=== Problem details ===
Every line containing the word "cushion" is to be copied from the data below.

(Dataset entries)

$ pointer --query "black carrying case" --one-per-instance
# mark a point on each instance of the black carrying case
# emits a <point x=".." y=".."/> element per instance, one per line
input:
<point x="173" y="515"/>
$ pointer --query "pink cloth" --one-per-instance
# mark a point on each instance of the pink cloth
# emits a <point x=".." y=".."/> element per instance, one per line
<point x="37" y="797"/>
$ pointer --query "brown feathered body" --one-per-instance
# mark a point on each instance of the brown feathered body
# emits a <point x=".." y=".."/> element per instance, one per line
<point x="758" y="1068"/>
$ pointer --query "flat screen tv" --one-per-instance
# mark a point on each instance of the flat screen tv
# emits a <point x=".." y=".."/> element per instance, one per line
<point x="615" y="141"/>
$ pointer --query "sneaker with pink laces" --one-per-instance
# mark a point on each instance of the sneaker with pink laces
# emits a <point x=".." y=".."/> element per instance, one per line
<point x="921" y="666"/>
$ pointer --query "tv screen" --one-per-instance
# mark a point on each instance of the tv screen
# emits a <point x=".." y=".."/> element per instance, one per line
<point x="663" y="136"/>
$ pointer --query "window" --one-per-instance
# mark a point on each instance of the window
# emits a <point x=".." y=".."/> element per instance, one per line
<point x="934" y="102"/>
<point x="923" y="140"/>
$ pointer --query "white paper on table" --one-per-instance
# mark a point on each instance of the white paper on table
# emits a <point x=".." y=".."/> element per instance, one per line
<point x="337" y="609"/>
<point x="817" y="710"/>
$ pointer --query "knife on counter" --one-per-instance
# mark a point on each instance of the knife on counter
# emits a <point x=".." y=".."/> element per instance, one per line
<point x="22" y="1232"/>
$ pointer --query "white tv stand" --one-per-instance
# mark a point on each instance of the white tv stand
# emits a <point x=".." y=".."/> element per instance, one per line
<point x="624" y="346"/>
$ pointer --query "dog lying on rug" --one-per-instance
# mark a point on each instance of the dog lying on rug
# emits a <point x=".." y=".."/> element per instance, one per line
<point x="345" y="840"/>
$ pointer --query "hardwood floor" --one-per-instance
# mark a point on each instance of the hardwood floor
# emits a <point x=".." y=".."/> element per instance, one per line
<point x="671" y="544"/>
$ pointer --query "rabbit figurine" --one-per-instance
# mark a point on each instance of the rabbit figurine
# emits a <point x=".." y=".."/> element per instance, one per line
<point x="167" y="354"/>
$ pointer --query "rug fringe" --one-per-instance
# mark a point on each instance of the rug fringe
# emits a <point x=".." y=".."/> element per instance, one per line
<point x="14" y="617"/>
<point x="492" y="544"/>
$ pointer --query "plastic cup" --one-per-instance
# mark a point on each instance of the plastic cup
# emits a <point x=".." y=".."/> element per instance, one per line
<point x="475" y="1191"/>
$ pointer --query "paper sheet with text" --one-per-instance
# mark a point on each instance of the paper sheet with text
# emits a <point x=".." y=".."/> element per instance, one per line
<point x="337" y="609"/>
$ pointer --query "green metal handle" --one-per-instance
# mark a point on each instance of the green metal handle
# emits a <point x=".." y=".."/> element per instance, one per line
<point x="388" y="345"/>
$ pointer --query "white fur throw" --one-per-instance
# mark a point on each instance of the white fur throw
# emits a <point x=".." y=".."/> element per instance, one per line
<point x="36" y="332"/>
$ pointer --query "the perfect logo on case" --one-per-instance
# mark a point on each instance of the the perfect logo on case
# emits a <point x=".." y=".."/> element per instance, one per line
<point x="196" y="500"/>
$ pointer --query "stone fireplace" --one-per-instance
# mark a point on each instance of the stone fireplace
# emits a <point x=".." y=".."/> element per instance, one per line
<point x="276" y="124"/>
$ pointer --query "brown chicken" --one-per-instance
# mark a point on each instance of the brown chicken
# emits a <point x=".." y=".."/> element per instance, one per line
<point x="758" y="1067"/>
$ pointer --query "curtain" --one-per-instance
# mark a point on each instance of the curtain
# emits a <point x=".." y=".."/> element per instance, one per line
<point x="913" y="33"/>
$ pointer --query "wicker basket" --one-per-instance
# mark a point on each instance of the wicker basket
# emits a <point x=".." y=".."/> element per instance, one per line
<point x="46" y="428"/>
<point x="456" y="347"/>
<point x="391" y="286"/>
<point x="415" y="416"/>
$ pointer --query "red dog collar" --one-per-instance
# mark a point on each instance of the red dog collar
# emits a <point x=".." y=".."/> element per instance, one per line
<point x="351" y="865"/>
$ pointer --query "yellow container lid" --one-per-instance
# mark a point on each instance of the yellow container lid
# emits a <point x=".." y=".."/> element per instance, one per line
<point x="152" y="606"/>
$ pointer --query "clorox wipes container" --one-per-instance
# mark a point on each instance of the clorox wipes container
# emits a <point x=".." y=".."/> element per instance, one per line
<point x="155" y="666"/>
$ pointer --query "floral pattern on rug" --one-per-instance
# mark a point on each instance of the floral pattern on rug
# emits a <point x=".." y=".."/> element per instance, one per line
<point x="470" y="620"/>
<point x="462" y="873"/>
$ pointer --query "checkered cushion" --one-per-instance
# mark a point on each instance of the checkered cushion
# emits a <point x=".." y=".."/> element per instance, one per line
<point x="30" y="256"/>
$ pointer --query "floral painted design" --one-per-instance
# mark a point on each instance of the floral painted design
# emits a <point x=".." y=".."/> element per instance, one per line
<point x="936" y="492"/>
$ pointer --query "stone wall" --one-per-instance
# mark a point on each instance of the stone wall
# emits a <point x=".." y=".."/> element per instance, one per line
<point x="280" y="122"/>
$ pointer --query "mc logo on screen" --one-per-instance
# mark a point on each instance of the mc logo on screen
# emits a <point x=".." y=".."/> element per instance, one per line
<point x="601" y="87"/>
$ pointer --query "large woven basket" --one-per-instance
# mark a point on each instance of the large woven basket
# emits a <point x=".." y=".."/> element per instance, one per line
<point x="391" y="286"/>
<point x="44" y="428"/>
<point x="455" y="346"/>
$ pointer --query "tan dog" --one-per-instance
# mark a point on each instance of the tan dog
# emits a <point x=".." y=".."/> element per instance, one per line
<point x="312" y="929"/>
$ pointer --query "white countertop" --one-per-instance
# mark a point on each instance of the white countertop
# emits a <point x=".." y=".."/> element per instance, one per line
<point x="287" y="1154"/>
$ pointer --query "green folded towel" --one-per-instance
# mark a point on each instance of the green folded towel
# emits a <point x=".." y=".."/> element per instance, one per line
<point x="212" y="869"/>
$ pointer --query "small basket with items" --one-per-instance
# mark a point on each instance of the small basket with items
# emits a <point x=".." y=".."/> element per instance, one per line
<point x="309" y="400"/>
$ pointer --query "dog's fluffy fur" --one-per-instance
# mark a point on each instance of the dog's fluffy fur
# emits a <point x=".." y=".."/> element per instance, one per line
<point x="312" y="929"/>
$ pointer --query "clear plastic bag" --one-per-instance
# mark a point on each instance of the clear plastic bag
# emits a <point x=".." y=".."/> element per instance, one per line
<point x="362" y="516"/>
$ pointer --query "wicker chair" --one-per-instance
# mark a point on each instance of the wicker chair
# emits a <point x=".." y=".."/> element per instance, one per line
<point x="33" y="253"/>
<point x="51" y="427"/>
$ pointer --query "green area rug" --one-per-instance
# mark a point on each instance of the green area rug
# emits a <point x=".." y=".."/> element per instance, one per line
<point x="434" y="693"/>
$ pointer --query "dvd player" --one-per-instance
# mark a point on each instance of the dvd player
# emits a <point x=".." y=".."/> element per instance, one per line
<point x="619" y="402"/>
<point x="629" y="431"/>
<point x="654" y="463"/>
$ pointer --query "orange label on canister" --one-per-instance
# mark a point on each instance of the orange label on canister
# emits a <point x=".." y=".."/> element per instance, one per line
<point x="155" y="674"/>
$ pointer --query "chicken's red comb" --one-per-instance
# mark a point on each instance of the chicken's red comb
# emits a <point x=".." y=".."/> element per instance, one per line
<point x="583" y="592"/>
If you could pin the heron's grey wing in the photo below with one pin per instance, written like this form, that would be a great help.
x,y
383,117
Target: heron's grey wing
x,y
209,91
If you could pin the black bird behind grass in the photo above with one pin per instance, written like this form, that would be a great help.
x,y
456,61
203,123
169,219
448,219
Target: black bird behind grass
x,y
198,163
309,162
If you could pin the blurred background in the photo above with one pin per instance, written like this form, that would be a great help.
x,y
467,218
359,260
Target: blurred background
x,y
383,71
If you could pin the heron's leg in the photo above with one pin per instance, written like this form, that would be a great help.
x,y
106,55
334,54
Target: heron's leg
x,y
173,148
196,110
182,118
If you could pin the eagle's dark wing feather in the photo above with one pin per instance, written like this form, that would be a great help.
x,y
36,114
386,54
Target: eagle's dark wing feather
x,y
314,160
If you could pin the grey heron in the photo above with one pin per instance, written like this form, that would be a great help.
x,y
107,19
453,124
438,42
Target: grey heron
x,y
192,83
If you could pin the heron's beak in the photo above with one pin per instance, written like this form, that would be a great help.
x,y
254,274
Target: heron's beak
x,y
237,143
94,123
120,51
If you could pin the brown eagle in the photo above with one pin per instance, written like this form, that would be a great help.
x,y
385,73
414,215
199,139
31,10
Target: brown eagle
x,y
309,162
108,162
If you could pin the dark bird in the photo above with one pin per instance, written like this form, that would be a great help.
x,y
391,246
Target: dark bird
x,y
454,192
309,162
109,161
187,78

=== Answer for the task ===
$ pointer --query "checkered cushion" --one-per-instance
# mark a point on each instance of the checkered cushion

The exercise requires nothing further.